■ **Fragmento del texto**:
Los candiles, como los quinqués, los farolillos, las velas o las bombillas, son emisarios de la luz del fuego. Ser candil de Estambul no es cualquier cosa. Toda la herencia de la Cultura de Las mil y una noches, se destila en el fondo de estas vasijas luminosas. Scherezade contó todas sus historias al Rey persa Shahriar, a la luz de los candiles de oro de palacio. Las llamas siempre han inspirado a los rapsodas.
Este juego de candiles turcos arribó a la Huerta del Retiro, procedentes de un viaje que había realizado Faba a Estambul. Los compró al único mercader ambulante que quedaba al caer la tarde sobre la plaza de Beyazid, junto al Gran Bazar y el Caravasar de los Coranes.
La hora bruja gobernaba la atmósfera, cuando Faba llegó hasta la desolada plaza turca; no se veía a nadie. Una nube de hojas de periódico danzaban arremolinadas un metro por encima del suelo. Parecía que el vientecillo fiero los tuviera hechizados, bajo la melodía de su flauta; no quedaba ni rastro de un ser humano.
Estaba en cuclillas mirando hacia el suelo, los pliegos de papel en el aire se lo habían ocultado hasta entonces. Se dirigió hacia el único ser humano que quedaba en la plaza, y observó su peculiar mercancía. Muchos de los objetos que aquel turco ofrecía, podían haber sido comprados por El paciente inglés, para su querido amigo británico.
De entre todas aquellas fruslerías, llamó su atención un grupo de candiles de bronce, que presidía una pequeña lámpara de Aladino, que no se sabe por qué razón, no apareció en este collage de fotografías.
Cerrar la operación comercial con aquel turco tozudo, como salido de una kabila, no iba a ser tarea fácil para Faba; y no sólo por el consabido regateo, sino porque pretendía pagárselos en pesetas. Para aquel turco campero la efigie del Rey Juan Carlos I de España sobre papel moneda, era poco menos que una postal. Cuando intentó convencerle de cuánto dinero suponía aquel billete en dólares, el turco soltó una sonora carcajada, y guardó sus candiles en una bolsa, negándose a cerrar la operación.
Ante la insistencia del cliente, empeñado en no marcharse de allí sin sus candiles de Scherezade, el rústico turco se dirigió hacia uno de los remolinos, donde fue recogiendo una a una hojas de periódicos, hasta encontrar la página donde figuraba la cotización de la moneda extranjera. Regresó con el papel en la mano, y se lo mostró al extranjero, que no entendía lo que estaba sucediendo. Recogió el turco toda su mercancía y le indicó con un gesto que lo acompañara.
Cruzaron bajo un arco, para ingresar en el Caravasar. En todos aquellos locales con los toldos echados, vendían libros religiosos de todos los tiempos, y caligrafías de pan de oro. Bajo los emparrados con racimos de uvas colgantes, Faba seguía al turco, sin saber hacia dónde lo conducía. El laberinto de callejuelas por el que se iban introduciendo, aumentó su inquietud, hasta que reconoció en aquellas largas galerías de tiendas, las imágenes típicas del Gran Bazar de Estambul.

■ **Extractos de datos**:

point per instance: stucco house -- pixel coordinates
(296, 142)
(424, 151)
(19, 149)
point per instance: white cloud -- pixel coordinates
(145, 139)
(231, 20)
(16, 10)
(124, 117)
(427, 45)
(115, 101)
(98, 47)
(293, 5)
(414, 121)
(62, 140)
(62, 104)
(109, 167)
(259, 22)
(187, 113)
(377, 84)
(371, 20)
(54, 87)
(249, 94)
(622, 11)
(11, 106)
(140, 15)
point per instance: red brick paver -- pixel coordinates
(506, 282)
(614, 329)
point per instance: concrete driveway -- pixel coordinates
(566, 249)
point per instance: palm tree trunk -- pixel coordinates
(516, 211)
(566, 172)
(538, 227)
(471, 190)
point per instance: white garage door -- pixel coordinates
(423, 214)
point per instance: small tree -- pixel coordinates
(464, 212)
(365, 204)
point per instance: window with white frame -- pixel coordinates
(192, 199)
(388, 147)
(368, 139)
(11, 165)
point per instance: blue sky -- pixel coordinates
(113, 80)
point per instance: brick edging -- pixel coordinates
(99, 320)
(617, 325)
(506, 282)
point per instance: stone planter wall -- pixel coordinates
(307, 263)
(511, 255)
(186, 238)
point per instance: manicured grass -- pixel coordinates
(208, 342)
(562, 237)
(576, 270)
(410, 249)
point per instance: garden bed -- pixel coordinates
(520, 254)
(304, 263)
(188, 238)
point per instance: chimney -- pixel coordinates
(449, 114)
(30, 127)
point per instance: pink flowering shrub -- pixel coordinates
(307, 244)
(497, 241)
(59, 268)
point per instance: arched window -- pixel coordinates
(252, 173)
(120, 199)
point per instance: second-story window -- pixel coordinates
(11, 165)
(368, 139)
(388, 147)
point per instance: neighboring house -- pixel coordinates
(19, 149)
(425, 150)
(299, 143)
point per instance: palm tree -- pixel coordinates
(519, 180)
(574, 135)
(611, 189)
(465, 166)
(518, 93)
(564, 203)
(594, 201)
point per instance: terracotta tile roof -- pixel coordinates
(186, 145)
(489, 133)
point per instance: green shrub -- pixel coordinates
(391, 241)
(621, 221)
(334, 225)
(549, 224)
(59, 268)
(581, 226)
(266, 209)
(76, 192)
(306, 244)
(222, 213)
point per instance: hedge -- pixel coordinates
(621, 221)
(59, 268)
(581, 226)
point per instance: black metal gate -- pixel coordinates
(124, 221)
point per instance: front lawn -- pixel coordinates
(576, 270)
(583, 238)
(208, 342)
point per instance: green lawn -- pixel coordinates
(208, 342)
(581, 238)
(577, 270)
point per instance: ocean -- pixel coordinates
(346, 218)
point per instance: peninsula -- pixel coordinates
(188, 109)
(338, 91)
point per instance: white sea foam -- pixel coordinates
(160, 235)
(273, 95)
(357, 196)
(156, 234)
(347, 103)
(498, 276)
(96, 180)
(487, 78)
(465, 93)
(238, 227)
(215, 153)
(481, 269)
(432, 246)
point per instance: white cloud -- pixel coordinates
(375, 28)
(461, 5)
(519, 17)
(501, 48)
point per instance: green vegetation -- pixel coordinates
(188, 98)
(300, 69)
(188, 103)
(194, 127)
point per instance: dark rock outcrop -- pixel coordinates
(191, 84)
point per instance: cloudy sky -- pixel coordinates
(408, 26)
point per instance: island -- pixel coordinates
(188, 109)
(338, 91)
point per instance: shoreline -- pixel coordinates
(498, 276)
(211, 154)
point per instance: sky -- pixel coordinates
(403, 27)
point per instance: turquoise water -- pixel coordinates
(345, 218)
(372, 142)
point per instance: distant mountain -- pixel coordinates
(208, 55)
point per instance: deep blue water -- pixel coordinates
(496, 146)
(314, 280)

■ **Qué harás**: ¿Puedes reproducir sin cambios el pasaje del relato sobre los candiles de Estambul que empieza en "De entre todas" y termina en "collage de fotografías."?

■ **Resultado del ejercicio**:
De entre todas aquellas fruslerías, llamó su atención un grupo de candiles de bronce, que presidía una pequeña lámpara de Aladino, que no se sabe por qué razón, no apareció en este collage de fotografías.